§ Brief A
Rewrite the stretch of the Holy Cross Day text from "In many places" through "1 August either!", swapping "Greek" for "Byzantine" wherever it occurs.

:: Text for analysis ::

In many places a commemoration we Lutherans usually call Holy Cross
Day is observed on 14 September. Its actual name is Exaltatio Sanctae
Crucis, which in Latin means "Exaltation of the Holy Cross". That's
the name I grew up with. Thing is, exaltatio in Latin does not mean
what
exaltation has come to mean by extension in English. It means
raising
aloft, so the name actually translates as "Raising Aloft of the Holy
Cross" which is pretty close to its Greek name "Raising Aloft of the
Precious Cross". I ain't getting into the Greek. And I ain't getting
into the other "Holy Cross Days" on 13 September, 12 October, 6 March,
3 May and 1 August either!
But I am getting into
making clear that the literal exaltation, the lifting up, of the cross
for which this "feast" was instituted is not a reference to either
Christ or the cross of Calvary as the means of salvation or its triumph,
but the lifting up of a supposed relic.
So What's a Holy Cross Day?

:::
:: Records for this task ::

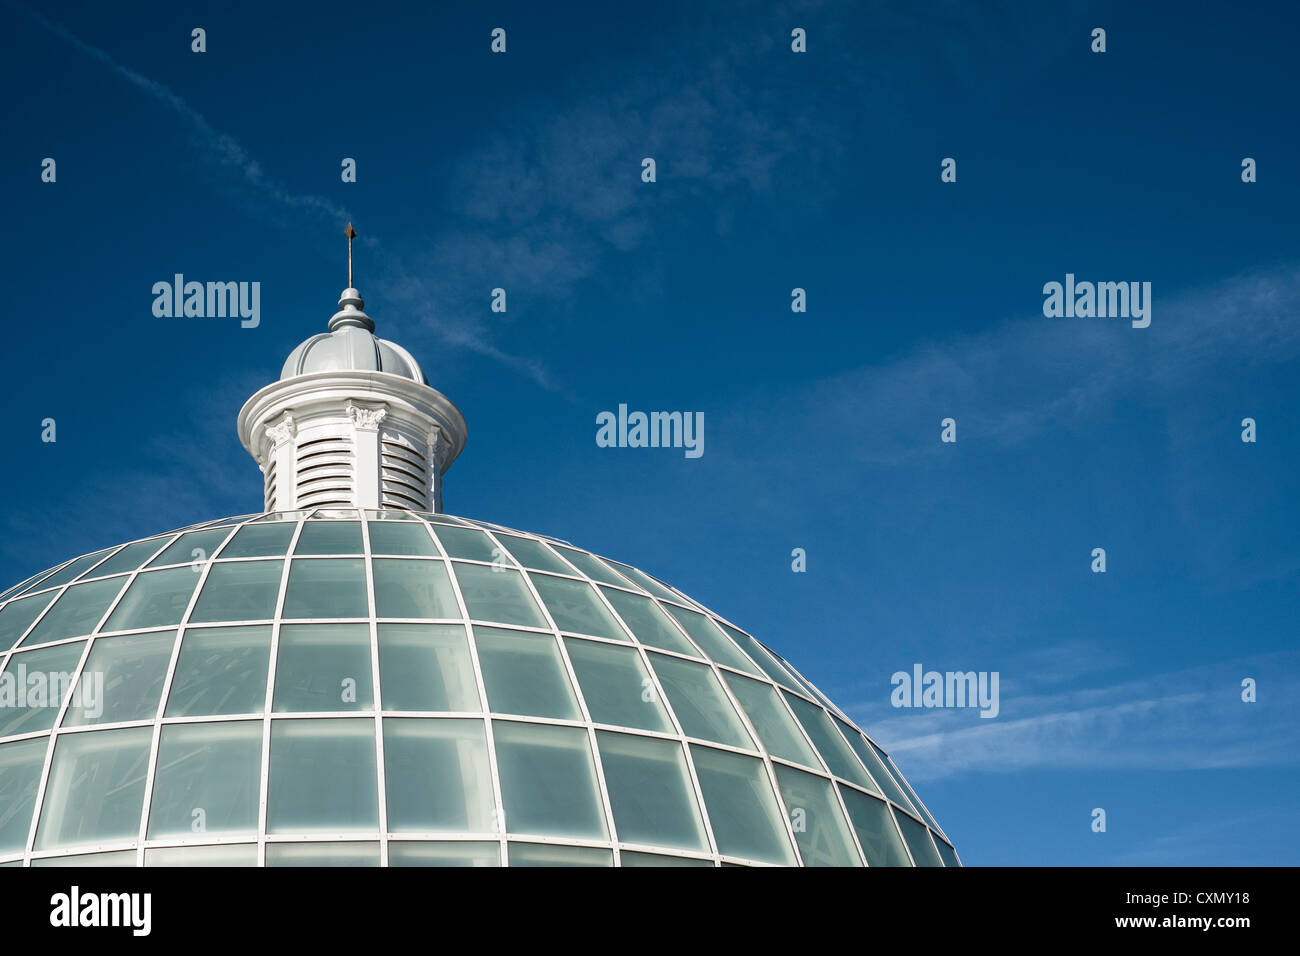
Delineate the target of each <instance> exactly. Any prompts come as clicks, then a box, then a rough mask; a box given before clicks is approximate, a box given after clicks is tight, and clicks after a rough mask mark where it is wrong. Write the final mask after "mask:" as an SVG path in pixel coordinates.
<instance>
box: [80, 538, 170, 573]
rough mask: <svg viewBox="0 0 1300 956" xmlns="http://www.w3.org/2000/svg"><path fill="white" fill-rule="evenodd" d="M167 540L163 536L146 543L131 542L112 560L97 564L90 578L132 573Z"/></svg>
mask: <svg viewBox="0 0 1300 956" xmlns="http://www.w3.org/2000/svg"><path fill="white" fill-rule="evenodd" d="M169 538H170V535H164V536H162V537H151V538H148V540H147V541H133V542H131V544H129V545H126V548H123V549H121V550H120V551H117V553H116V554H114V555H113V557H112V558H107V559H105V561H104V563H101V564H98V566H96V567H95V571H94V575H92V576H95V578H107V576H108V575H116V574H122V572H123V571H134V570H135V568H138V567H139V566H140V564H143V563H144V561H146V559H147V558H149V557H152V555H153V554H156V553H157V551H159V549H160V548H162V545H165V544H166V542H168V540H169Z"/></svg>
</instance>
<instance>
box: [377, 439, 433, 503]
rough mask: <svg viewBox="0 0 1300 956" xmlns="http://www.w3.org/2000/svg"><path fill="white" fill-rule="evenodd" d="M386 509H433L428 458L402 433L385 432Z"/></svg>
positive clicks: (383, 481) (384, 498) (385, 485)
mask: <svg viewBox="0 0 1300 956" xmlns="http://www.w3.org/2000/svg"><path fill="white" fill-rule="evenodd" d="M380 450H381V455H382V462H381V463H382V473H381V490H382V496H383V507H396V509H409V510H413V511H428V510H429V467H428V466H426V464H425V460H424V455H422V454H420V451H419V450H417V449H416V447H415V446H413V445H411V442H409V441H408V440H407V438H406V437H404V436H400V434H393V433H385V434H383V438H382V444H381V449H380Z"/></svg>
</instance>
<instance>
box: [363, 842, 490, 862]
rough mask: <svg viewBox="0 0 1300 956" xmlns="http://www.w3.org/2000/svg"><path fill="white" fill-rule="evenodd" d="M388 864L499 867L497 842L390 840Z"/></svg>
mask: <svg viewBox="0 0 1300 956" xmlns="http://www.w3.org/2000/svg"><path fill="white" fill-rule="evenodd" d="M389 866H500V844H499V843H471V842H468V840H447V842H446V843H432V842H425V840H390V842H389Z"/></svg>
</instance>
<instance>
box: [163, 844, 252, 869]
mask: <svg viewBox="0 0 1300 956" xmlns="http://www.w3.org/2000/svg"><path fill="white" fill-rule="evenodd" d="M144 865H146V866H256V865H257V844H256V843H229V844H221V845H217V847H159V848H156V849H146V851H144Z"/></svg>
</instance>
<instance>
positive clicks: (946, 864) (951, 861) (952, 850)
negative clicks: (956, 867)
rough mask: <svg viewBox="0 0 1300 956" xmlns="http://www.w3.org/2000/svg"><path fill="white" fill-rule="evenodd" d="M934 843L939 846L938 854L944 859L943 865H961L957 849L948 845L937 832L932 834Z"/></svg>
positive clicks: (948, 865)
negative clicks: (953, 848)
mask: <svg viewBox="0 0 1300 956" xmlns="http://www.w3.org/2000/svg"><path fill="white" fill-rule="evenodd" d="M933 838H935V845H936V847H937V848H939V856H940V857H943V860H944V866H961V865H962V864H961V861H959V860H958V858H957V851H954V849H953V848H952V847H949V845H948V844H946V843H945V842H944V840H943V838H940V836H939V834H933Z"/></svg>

:::

§ Brief B
Gather every line of the entries above that contains the string "positive", matching case exactly.

§ Task response A
In many places a commemoration we Lutherans usually call Holy Cross
Day is observed on 14 September. Its actual name is Exaltatio Sanctae
Crucis, which in Latin means "Exaltation of the Holy Cross". That's
the name I grew up with. Thing is, exaltatio in Latin does not mean
what
exaltation has come to mean by extension in English. It means
raising
aloft, so the name actually translates as "Raising Aloft of the Holy
Cross" which is pretty close to its Byzantine name "Raising Aloft of the
Precious Cross". I ain't getting into the Byzantine. And I ain't getting
into the other "Holy Cross Days" on 13 September, 12 October, 6 March,
3 May and 1 August either!

§ Task response B
positive clicks: (383, 481) (384, 498) (385, 485)
positive clicks: (946, 864) (951, 861) (952, 850)
positive clicks: (948, 865)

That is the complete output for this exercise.